TASK STATEMENT – Every line of the records below should be restated exactly.

(Records from a collection)

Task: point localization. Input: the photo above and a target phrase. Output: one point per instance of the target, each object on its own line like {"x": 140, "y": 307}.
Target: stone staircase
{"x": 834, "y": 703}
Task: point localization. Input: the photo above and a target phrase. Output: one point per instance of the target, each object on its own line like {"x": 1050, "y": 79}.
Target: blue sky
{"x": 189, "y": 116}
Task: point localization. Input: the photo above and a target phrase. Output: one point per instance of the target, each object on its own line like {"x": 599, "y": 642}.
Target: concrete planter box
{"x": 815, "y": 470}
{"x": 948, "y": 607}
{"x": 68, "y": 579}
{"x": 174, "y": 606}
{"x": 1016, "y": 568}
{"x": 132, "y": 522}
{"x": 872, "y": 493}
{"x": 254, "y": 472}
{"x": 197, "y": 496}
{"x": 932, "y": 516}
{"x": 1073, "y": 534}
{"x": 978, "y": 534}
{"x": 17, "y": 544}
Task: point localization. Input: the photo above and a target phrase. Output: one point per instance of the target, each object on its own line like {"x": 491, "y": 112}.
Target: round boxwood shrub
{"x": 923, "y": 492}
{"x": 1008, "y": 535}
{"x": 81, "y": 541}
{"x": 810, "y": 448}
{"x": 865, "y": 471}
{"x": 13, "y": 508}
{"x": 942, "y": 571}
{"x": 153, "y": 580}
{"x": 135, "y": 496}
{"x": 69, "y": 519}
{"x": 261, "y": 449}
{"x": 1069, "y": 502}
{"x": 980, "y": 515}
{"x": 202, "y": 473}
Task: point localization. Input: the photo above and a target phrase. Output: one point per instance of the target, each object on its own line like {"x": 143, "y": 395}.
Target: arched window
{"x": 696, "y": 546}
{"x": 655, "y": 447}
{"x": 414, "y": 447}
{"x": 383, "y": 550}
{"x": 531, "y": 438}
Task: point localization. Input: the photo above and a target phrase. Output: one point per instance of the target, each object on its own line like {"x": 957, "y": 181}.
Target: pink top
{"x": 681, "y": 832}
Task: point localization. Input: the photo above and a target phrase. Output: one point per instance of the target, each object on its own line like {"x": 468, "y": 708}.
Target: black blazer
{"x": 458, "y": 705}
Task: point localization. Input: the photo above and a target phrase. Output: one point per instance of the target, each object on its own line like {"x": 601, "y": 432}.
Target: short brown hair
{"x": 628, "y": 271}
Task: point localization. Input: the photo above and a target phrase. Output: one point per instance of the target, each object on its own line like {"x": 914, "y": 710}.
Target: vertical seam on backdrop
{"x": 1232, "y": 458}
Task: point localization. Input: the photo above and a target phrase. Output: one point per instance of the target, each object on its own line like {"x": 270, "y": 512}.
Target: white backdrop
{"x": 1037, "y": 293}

RESULT OF THIS EXERCISE –
Task: point localization. Input: the photo above and a target phrase. Output: one point per instance of the target, each object on its own line like {"x": 140, "y": 307}.
Target: stone staircase
{"x": 834, "y": 703}
Task: point localization. Input: the photo above and a target phrase. Output: one point per instance of the target, each object on its own line like {"x": 1050, "y": 79}.
Target: blue sky
{"x": 189, "y": 116}
Task: point localization. Input: the photo above and a target phrase. Output: one point per instance of the target, each object on its own line like {"x": 599, "y": 642}.
Target: concrete planter box
{"x": 815, "y": 470}
{"x": 948, "y": 607}
{"x": 68, "y": 579}
{"x": 174, "y": 606}
{"x": 1016, "y": 568}
{"x": 132, "y": 522}
{"x": 872, "y": 493}
{"x": 254, "y": 472}
{"x": 197, "y": 496}
{"x": 932, "y": 516}
{"x": 1073, "y": 534}
{"x": 978, "y": 534}
{"x": 17, "y": 544}
Task: point localization. Input: the photo above and a target phrase. Output: one point per instance of the target, each object on its own line like {"x": 491, "y": 112}.
Target: round boxwood shrub
{"x": 923, "y": 492}
{"x": 1008, "y": 535}
{"x": 81, "y": 541}
{"x": 810, "y": 448}
{"x": 865, "y": 471}
{"x": 13, "y": 508}
{"x": 942, "y": 571}
{"x": 153, "y": 580}
{"x": 135, "y": 496}
{"x": 69, "y": 519}
{"x": 261, "y": 449}
{"x": 1069, "y": 502}
{"x": 980, "y": 515}
{"x": 202, "y": 473}
Task: point localization. Input: the photo above and a target phrase. Output: one point per instance of the target, each object on its own line like {"x": 143, "y": 395}.
Target: arched window
{"x": 696, "y": 546}
{"x": 655, "y": 447}
{"x": 414, "y": 447}
{"x": 383, "y": 550}
{"x": 531, "y": 438}
Task: point localization. Input: the photo above and a target phrase. Output: one point per instance of the target, each object on its own line like {"x": 957, "y": 181}.
Target: pink top
{"x": 681, "y": 832}
Task: point localization. Input: the photo above and a target phrase. Output: one point per instance of the target, each object on its own line like {"x": 468, "y": 708}.
Target: black blazer
{"x": 458, "y": 705}
Task: point localization. Input: the photo above and a target phrase. Output: one point per instance of the target, each object on its own line like {"x": 601, "y": 432}.
Target: short brown hair
{"x": 628, "y": 271}
Task: point localization. Input: the photo above and a target phrase. Output: one point per instance of the target, each object on its own line like {"x": 914, "y": 710}.
Target: vertical seam on backdrop
{"x": 1232, "y": 458}
Task: point localization. Input: the photo above and a target phrase. Output: one point per instance of the target, each object on its own line like {"x": 270, "y": 512}.
Target: white backdrop
{"x": 1037, "y": 293}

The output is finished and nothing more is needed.